[START]

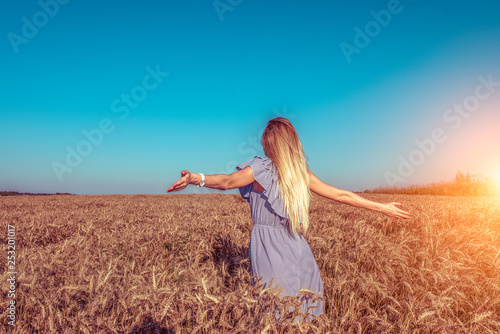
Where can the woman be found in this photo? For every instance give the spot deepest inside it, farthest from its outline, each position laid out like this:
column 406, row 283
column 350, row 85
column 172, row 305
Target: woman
column 278, row 190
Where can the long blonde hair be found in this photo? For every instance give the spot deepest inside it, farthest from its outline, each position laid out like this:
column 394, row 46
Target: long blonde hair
column 282, row 145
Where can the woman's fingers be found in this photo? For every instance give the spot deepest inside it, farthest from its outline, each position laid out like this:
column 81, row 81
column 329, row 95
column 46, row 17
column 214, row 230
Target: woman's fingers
column 182, row 183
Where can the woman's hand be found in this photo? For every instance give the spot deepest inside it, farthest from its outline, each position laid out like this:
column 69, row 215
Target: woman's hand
column 392, row 211
column 186, row 178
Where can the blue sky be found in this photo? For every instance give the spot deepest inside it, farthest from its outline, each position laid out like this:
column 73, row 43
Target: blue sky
column 162, row 86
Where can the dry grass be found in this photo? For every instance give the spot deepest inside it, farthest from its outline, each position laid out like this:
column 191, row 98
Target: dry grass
column 179, row 264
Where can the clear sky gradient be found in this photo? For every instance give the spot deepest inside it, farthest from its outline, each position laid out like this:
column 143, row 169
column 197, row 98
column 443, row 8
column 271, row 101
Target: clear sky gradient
column 119, row 97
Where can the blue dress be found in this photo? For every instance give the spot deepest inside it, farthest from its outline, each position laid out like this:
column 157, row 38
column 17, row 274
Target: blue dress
column 274, row 251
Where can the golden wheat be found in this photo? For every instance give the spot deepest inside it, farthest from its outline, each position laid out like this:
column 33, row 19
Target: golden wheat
column 179, row 264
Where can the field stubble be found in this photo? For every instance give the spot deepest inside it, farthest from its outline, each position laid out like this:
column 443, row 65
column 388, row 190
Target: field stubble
column 179, row 264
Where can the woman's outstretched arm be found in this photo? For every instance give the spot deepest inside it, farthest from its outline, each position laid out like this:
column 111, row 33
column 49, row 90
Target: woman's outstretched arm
column 217, row 181
column 348, row 197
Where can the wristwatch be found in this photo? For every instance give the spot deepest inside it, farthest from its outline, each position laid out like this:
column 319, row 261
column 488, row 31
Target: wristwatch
column 202, row 183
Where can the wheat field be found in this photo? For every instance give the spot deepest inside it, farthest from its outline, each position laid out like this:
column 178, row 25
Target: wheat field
column 179, row 264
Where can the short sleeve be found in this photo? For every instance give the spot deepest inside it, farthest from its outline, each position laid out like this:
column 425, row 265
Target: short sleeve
column 265, row 174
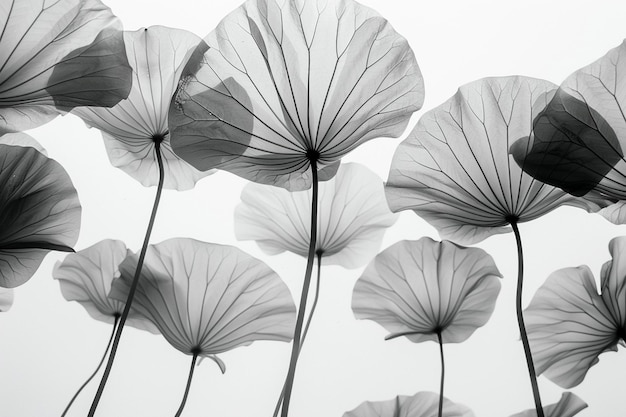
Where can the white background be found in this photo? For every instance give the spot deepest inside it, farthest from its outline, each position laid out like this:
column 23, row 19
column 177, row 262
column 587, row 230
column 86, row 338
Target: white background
column 48, row 346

[END]

Exercise goal: Write out the stretch of the items from the line containing "Where can the long" through the line containing "column 282, row 145" as a numbered list, one line per entry, with blank lines omitted.

Solution for this exercise:
1. Where can the long blonde hair be found in this photo? For every instance give the spot deepest inside it, farthest from its outline, each position laid out like this:
2. column 394, row 46
3. Target: long blonde hair
4. column 282, row 145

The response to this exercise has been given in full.